- _Reading text_
-.-.-

Quick Links

Re: proposal: UTF8 to_ascii function

From:	"Pavel Stehule" <pavel(dot)stehule(at)gmail(dot)com>
To:	"Andrew Dunstan" <andrew(at)dunslane(dot)net>
Cc:	"PostgreSQL-development Hackers" <pgsql-hackers(at)postgresql(dot)org>
Subject:	Re: proposal: UTF8 to_ascii function
Date:	2008-08-11 14:48:03
Message-ID:	162867790808110748i1b4af15epbbd4c2ef0d9473bf@mail.gmail.com
Views:	Raw Message \| Whole Thread \| Download mbox \| Resend email
Thread:
Lists:	pgsql-hackers

2008/8/11 Andrew Dunstan <andrew(at)dunslane(dot)net>:
>
>
> Pavel Stehule wrote:
>>
>>
>> One note - convert_to is correct. But we have to use to_ascii without
>> decode functions. It has same behave - convert from bytea to text.
>> Text in "incorrect" encoding is dafacto bytea. So correct to_ascii
>> function prototypes are:
>>
>> to_ascii(text)

-.-.-

- _Work to do_
a - Reproduce the mailing-list post about the to_ascii function in full, word for word.
b - Edit the entries from the line containing "Point to the pink" through the line containing "[(548, 137)]", inclusive, so that "potted plant" becomes "houseplant" and nothing else changes. Return only those lines.
The entries have no connection to the mailing-list post.

-.-.-

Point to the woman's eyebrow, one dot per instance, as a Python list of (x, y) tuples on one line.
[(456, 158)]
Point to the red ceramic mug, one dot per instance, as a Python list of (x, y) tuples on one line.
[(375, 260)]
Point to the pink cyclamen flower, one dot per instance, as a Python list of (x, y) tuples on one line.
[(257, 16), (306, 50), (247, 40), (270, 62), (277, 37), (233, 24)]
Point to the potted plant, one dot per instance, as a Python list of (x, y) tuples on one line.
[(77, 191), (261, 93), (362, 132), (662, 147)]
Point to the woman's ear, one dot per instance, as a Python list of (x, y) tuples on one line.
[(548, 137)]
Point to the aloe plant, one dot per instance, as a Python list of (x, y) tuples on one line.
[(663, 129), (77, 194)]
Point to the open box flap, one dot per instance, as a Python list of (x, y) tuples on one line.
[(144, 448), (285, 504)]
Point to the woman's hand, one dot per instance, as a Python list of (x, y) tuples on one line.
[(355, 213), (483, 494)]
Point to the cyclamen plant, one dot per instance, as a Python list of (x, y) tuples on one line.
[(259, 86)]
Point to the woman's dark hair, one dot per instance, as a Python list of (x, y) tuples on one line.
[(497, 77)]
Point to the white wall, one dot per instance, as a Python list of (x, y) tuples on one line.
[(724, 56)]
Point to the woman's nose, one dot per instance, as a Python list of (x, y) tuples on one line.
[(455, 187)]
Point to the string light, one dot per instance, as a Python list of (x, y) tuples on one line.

-.-.-

- _Solved tasks_
a -
Quick Links

Re: proposal: UTF8 to_ascii function

From:	"Pavel Stehule" <pavel(dot)stehule(at)gmail(dot)com>
To:	"Andrew Dunstan" <andrew(at)dunslane(dot)net>
Cc:	"PostgreSQL-development Hackers" <pgsql-hackers(at)postgresql(dot)org>
Subject:	Re: proposal: UTF8 to_ascii function
Date:	2008-08-11 14:48:03
Message-ID:	162867790808110748i1b4af15epbbd4c2ef0d9473bf@mail.gmail.com
Views:	Raw Message \| Whole Thread \| Download mbox \| Resend email
Thread:
Lists:	pgsql-hackers

2008/8/11 Andrew Dunstan <andrew(at)dunslane(dot)net>:
>
>
> Pavel Stehule wrote:
>>
>>
>> One note - convert_to is correct. But we have to use to_ascii without
>> decode functions. It has same behave - convert from bytea to text.
>> Text in "incorrect" encoding is dafacto bytea. So correct to_ascii
>> function prototypes are:
>>
>> to_ascii(text)

b -
Point to the pink cyclamen flower, one dot per instance, as a Python list of (x, y) tuples on one line.
[(257, 16), (306, 50), (247, 40), (270, 62), (277, 37), (233, 24)]
Point to the houseplant, one dot per instance, as a Python list of (x, y) tuples on one line.
[(77, 191), (261, 93), (362, 132), (662, 147)]
Point to the woman's ear, one dot per instance, as a Python list of (x, y) tuples on one line.
[(548, 137)]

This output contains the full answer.